--- start Given data ---

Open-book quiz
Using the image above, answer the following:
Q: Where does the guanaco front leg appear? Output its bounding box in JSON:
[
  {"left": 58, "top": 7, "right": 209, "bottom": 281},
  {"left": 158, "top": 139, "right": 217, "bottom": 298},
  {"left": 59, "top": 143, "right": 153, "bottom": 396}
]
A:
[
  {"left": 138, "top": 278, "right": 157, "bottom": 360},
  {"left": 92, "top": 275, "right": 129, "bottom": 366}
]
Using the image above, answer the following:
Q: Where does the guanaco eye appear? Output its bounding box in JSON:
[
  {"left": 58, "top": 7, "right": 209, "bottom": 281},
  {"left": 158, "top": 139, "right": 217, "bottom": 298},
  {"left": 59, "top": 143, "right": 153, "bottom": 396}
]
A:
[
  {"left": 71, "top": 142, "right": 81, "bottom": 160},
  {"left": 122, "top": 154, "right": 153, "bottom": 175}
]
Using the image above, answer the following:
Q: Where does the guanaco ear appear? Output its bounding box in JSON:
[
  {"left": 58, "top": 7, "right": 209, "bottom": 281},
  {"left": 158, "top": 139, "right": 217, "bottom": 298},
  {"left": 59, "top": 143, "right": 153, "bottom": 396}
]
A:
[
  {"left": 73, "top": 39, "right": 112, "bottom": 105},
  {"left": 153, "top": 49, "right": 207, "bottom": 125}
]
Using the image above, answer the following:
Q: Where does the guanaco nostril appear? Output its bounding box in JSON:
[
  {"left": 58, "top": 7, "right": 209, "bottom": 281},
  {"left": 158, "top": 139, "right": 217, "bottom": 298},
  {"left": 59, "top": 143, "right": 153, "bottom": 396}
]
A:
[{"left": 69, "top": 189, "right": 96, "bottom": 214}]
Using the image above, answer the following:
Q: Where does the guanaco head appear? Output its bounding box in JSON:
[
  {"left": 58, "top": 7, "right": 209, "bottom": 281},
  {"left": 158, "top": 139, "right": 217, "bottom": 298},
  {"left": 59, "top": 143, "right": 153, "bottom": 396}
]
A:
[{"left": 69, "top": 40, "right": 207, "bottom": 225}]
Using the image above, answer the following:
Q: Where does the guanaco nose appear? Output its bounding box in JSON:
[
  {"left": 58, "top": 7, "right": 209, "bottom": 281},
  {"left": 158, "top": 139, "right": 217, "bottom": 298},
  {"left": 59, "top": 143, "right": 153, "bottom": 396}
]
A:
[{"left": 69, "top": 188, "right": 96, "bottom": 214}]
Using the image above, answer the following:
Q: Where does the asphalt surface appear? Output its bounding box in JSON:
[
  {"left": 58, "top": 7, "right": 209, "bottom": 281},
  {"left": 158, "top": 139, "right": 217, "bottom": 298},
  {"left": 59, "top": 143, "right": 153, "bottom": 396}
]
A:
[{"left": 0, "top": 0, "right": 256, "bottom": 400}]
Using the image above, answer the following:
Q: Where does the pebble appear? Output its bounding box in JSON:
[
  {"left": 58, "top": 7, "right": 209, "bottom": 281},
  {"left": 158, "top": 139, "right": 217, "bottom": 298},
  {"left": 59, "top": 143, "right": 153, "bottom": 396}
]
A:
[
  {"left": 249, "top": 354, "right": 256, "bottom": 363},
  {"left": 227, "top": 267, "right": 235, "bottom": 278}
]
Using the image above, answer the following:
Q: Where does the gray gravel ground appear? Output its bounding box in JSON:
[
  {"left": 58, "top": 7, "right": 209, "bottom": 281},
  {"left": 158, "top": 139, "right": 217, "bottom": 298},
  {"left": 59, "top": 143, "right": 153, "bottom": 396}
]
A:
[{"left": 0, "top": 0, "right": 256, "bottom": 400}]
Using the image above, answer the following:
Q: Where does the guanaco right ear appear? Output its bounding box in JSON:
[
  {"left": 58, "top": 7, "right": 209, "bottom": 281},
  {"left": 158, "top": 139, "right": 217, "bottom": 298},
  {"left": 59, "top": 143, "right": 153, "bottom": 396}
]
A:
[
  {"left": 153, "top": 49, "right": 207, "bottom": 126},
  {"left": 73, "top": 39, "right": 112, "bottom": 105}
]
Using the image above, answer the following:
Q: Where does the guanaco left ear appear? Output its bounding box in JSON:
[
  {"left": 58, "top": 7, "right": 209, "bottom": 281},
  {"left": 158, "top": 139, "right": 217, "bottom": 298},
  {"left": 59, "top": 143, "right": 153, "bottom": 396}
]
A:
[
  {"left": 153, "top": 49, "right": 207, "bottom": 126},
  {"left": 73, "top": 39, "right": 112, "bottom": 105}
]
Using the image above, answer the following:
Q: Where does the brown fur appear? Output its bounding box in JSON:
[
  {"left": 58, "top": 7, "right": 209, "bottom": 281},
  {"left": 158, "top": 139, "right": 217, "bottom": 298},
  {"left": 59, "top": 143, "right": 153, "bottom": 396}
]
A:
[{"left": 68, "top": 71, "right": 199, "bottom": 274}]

--- end Given data ---

▶ Work to complete
Tally how many lines in the entries above contain the string "does", and give only that number.

▶ Result for this exercise
12